- **Supplied passage**:
________________________________________

The Schrödinger Equation

In quantum mechanics, the state of a system is defined by a mathematical function %$\Psi$%, called wavefunction.  %$\Psi$% is a function of the coordinates of all particles in the system and is also a function of time.

For simplicity, let examine the case where  %$\Psi$% is independent of time first.

Time-Independent Schrödinger Equation 

For a particle of mass m moving in an one-dimensional potential V(x) with an energy E, the wavefunction %$\psi$% of the particle satisfies the time-independent  Schrödinger Equation:

%MATHMODE{-\frac{\hbar^2}{2m} \frac{ { d}^{ 2} \psi }{ d { x}^{ 2} } + V(x) \psi = E \psi }%

 where  %$\hbar$% is %$\frac{ h}{ 2 \pi }$%. It can be rewritten as

%MATHMODE{ \left[ -\frac{\hbar^2}{2m} \frac{ { d}^{ 2} }{ d { x}^{ 2} } + V(x) \right ]\psi = E \psi}%

We can abbreviate the mathematical operation in the square bracket as

%MATHMODE{\hat H = -\frac{\hbar^2}{2m} \frac{ { d}^{ 2} }{ d { x}^{ 2} } + V(x)}%

%$\hat H$% is known as the Hamiltonian Operator.  In the general three-dimensional case, the Hamiltonian operator has the form:

%MATHMODE{\hat H = -\frac{\hbar^2}{2m} \left ( \frac{ { d}^{ 2} }{ d { x}^{ 2} } + \frac{ { d}^{ 2} }{ d { y}^{ 2} } + \frac{ { d}^{ 2} }{ d { z}^{ 2} }\right ) + V(\vec r) = -\frac{\hbar^2}{2m} { \nabla }^{ 2} + V(\vec r)}%

We will discuss more about operators in the next chapter.

________________________________________

- **Supplied material**:
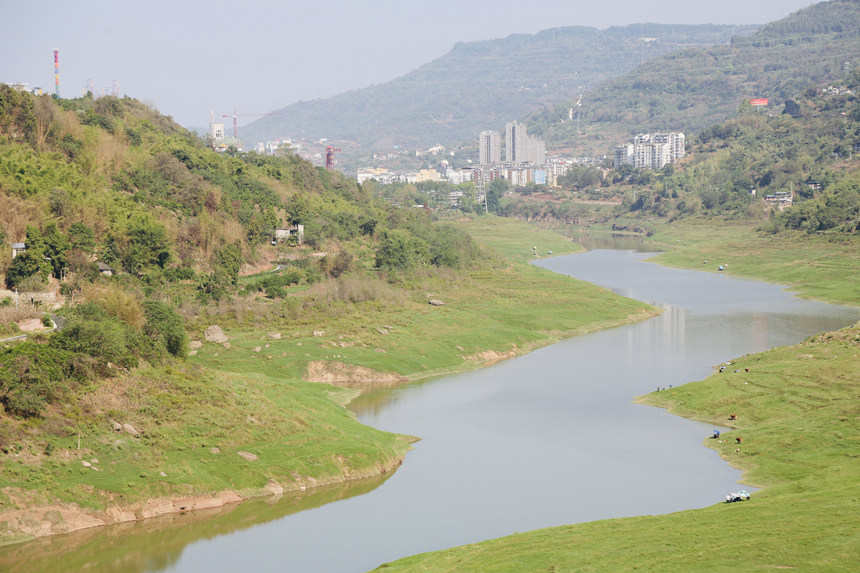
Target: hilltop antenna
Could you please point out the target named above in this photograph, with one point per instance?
(57, 73)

________________________________________

- **Written request**: Print the stretch of the Schrödinger equation passage from "In quantum mechanics, the" through "function of time.". The material is not needed for this exercise.

- **Task answer**:
In quantum mechanics, the state of a system is defined by a mathematical function %$\Psi$%, called wavefunction.  %$\Psi$% is a function of the coordinates of all particles in the system and is also a function of time.